Ainsi peu à peu se dessinent les personnages, et leurs caractères apparaissent en leur complexité. Aucun d’eux n’est un bonhomme de convention, posé une fois pour toutes en des attitudes figées. Mélange de bon et de mauvais, pris à un instant décisif de leur vie, ils évolueront sous la double poussée de leurs passions et des événemens. Car nous ne nous étions pas trompés dans nos prévisions. Cette Louise Mairet qui est la maîtresse du patron, elle est aimée de Langouet. Dans l’hostilité qui pousse celui-ci à faire déclarer la grève parmi les ouvriers, il n’y a pas seulement une hostilité de classe, il y a une rivalité d’homme à homme. C’est le jaloux qui, tout à l’heure, bravera son rival, quand Langouet menacera Breschard d’une grève de tout l’atelier, pour le cas où Breschard donnerait suite à cette affaire de sabotage qu’il vient de découvrir. Non, non, il vaut mieux ne pas sévir, et fermer l’œil, et laisser le brave Gaucheron réparer chez lui, en dehors de l’atelier, le meuble dont chaque tiroir enferme maintenant une inscription injurieuse et belliqueuse… Tel est cet acte qui est un modèle d’exposition claire, minutieuse, complète. Lorsque la toile baisse, nous avons lié intime connaissance avec tous les acteurs du drame qui s’annonce et dont nous sentons bien qu’il ne peut plus faire autrement que d’éclater.

-*-

### Consignes
1) Répondez à ces questions sur le texte proposé :
(a) Quel personnage aime Louise Mairet ?
(b) De quoi Langouet menace-t-il Breschard ?
(c) Où le brave Gaucheron doit-il réparer le meuble ?
2) D'après le texte proposé, pourquoi l'hostilité qui pousse Langouet à faire déclarer la grève n'est-elle pas seulement une hostilité de classe ?

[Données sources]
-*-

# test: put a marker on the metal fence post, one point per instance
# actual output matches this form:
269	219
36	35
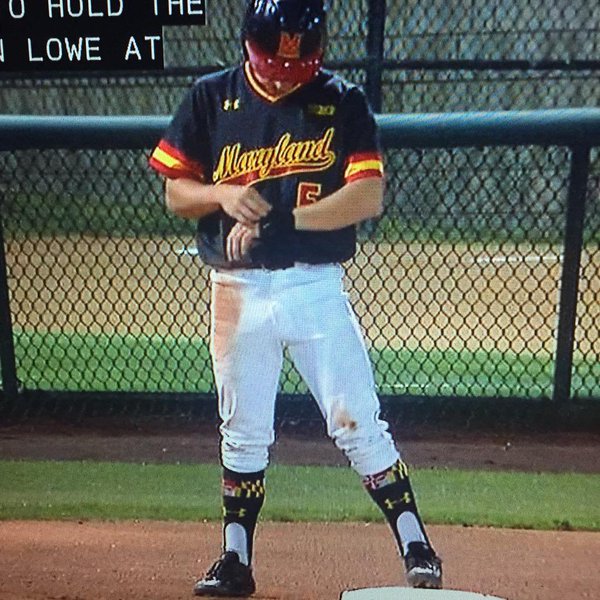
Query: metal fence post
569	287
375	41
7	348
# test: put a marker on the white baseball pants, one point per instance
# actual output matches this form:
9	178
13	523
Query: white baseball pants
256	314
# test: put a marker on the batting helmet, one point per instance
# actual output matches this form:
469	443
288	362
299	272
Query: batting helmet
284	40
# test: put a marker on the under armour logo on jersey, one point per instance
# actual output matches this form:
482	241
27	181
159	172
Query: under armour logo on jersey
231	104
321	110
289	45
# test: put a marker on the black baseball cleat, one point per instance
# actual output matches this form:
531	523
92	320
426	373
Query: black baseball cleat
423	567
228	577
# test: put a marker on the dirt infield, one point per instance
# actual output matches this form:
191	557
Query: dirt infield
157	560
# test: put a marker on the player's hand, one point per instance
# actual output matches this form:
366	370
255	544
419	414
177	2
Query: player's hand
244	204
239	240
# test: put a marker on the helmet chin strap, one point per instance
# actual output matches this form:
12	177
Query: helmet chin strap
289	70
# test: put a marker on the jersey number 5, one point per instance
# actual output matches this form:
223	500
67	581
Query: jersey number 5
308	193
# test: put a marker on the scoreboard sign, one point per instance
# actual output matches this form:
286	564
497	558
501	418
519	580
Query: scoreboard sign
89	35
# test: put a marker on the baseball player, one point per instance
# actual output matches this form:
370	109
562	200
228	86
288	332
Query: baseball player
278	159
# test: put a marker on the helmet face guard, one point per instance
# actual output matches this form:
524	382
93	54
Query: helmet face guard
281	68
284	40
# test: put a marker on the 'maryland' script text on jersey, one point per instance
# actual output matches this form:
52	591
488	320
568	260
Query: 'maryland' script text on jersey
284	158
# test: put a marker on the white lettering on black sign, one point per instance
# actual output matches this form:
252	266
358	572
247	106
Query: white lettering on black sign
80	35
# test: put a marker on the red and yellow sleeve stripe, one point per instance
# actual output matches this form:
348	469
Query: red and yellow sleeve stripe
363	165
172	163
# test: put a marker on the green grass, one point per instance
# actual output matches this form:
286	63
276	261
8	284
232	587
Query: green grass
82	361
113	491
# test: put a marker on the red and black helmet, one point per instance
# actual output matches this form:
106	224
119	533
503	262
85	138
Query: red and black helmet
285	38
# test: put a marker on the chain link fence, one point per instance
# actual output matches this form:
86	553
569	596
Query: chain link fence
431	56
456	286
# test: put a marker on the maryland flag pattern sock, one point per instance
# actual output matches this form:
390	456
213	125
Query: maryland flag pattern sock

-*-

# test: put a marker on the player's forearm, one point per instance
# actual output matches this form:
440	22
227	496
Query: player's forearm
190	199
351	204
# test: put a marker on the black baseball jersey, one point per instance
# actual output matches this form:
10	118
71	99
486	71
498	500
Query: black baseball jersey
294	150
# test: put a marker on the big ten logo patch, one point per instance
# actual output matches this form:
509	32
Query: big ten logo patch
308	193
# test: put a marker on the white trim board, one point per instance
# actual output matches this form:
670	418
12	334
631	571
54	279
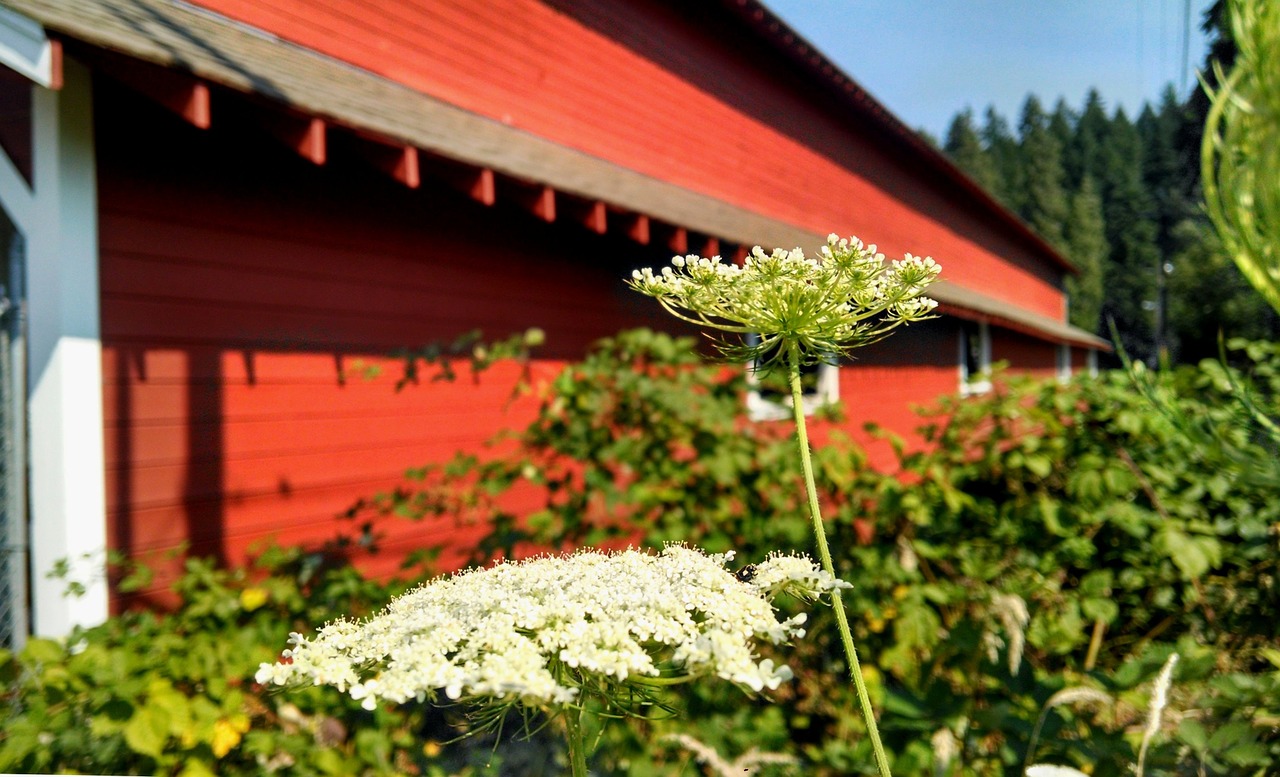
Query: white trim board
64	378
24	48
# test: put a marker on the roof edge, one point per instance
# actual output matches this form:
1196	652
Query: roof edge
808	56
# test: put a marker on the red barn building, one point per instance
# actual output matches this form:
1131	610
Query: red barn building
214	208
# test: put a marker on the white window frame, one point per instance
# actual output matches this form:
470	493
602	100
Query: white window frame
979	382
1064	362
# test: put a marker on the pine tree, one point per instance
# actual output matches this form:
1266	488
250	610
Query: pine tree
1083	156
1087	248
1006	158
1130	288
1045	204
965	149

-*-

### Réponses attendues
1)
(a) Langouet aime Louise Mairet.
(b) Il le menace d'une grève de tout l'atelier.
(c) Il doit le réparer chez lui, en dehors de l'atelier.

2) Louise Mairet, la maîtresse du patron, est aimée de Langouet. À l'hostilité de classe s'ajoute donc une rivalité d'homme à homme, celle du jaloux face à son rival.